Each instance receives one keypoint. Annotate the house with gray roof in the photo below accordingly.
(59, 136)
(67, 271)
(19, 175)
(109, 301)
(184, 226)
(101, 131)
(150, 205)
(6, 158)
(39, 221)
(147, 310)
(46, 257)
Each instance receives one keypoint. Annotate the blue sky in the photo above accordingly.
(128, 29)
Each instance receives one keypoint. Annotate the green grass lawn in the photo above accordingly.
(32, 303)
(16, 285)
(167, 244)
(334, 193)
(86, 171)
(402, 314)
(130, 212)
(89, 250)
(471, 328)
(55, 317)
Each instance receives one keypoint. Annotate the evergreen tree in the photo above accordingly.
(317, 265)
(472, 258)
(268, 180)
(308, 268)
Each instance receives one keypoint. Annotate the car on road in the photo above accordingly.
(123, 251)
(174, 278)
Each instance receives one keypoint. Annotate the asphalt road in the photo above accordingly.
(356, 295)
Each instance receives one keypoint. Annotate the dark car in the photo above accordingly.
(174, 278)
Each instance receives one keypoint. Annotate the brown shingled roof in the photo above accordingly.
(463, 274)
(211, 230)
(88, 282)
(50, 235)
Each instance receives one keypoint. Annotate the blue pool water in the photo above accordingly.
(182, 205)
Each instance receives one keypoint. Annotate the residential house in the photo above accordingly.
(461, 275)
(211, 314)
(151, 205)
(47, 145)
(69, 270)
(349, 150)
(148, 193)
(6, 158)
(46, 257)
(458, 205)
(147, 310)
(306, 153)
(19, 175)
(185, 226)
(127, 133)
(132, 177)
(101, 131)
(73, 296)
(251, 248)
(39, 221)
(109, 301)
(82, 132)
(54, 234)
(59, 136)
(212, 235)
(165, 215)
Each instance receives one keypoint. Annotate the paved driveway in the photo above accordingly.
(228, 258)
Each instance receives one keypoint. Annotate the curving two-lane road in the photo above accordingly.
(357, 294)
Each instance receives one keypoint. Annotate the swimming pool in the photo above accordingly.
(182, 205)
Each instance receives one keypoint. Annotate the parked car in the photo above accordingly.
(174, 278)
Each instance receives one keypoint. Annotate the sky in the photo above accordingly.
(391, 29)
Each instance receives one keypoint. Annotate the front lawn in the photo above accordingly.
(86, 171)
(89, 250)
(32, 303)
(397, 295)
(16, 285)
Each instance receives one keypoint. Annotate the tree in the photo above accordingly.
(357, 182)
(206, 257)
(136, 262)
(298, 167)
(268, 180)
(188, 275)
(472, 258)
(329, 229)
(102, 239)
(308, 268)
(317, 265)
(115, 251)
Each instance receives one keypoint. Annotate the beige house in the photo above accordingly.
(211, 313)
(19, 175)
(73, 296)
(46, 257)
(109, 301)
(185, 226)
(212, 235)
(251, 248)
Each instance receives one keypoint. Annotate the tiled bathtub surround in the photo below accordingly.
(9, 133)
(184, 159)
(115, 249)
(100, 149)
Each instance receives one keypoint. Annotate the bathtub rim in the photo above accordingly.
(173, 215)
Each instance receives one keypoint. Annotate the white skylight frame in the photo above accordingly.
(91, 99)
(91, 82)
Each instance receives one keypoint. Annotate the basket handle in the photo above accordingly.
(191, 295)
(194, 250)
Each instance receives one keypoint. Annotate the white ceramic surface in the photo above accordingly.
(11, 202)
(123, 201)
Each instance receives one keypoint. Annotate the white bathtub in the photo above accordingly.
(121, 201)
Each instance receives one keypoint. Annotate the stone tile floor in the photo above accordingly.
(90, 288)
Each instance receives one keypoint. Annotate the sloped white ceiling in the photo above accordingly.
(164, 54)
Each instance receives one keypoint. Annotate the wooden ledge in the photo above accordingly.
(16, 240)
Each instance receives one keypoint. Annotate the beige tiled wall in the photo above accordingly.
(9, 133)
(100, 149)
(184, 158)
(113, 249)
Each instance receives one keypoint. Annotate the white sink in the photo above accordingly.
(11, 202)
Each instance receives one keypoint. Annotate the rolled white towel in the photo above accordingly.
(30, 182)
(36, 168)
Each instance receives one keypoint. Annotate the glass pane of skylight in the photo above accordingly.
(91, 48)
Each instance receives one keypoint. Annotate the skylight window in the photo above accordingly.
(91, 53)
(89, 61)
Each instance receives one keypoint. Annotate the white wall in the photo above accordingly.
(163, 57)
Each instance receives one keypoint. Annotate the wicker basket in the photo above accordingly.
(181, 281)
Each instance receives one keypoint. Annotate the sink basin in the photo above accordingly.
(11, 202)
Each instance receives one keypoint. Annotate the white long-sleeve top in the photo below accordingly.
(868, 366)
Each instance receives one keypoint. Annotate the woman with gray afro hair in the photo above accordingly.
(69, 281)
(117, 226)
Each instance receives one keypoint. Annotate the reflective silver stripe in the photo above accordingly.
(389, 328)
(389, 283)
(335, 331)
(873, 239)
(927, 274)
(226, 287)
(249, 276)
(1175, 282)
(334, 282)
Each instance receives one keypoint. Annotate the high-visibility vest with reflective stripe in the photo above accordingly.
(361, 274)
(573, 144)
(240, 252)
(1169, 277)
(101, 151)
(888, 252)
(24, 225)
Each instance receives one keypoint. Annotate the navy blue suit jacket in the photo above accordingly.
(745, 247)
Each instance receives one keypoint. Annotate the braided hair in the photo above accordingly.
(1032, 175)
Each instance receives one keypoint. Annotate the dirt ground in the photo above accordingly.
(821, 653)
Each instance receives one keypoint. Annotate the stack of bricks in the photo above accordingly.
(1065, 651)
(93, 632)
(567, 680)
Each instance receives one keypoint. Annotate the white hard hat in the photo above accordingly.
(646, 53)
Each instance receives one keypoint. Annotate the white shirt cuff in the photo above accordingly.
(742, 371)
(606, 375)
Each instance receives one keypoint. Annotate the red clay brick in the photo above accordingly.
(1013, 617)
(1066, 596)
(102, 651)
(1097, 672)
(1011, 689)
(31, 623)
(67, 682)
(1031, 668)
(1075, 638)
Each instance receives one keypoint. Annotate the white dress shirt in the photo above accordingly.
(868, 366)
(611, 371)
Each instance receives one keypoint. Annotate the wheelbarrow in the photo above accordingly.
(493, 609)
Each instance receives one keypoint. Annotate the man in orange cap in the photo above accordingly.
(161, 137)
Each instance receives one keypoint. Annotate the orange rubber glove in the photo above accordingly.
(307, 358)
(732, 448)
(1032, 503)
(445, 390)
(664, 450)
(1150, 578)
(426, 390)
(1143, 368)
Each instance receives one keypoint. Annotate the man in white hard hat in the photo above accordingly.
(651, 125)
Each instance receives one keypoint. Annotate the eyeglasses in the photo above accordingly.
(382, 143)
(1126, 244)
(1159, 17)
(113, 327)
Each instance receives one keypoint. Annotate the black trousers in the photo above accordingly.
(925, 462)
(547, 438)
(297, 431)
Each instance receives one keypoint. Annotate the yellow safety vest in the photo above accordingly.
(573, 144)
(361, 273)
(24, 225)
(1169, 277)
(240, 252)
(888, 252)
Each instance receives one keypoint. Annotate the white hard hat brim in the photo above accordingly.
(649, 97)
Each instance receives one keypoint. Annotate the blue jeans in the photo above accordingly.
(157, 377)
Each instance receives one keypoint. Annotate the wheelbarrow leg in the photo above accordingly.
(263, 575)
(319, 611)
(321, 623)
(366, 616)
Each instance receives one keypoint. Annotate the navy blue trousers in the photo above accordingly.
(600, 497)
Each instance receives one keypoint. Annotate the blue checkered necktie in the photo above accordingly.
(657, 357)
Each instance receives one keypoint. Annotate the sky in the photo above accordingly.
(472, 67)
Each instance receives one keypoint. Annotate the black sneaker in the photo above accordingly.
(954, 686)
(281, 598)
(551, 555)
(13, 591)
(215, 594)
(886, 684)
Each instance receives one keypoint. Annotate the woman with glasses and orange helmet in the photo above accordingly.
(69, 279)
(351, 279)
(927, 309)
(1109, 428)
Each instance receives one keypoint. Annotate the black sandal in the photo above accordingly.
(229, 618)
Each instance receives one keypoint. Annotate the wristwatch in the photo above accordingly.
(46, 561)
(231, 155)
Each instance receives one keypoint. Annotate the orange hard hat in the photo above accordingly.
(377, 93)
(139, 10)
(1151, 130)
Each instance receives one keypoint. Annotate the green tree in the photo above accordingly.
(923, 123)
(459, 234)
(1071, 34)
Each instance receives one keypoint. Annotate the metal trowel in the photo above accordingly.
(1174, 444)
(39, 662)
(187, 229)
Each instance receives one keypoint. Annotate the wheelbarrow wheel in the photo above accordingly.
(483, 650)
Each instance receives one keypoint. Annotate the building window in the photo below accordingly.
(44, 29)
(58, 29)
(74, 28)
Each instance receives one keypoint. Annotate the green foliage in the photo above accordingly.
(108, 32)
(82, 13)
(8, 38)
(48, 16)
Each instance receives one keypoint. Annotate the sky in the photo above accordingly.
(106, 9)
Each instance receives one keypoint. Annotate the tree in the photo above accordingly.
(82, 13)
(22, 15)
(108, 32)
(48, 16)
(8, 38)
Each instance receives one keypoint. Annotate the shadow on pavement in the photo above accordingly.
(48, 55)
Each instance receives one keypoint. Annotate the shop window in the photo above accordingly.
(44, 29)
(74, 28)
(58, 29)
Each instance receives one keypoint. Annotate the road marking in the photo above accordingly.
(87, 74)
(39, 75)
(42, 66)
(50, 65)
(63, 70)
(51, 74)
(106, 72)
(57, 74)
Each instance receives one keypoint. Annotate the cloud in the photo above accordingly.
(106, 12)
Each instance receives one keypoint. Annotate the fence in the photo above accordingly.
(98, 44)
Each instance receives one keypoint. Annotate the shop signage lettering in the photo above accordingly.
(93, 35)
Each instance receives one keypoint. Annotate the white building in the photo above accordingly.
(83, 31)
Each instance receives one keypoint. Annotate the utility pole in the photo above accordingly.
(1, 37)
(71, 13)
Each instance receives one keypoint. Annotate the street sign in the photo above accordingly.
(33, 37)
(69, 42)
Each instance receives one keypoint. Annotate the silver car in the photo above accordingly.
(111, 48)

§ §

Reproduce verbatim the lines of the listing starting at the line containing "Each instance receives one keypoint. Annotate the street" and ending at the final line of the listing, with both of those lines included.

### TASK RESULT
Each instance receives one keypoint. Annotate the street sign in the photo above accordingly.
(33, 37)
(69, 42)
Each instance receives one keypoint. Annotate the silver car in the photo above accordingly.
(111, 48)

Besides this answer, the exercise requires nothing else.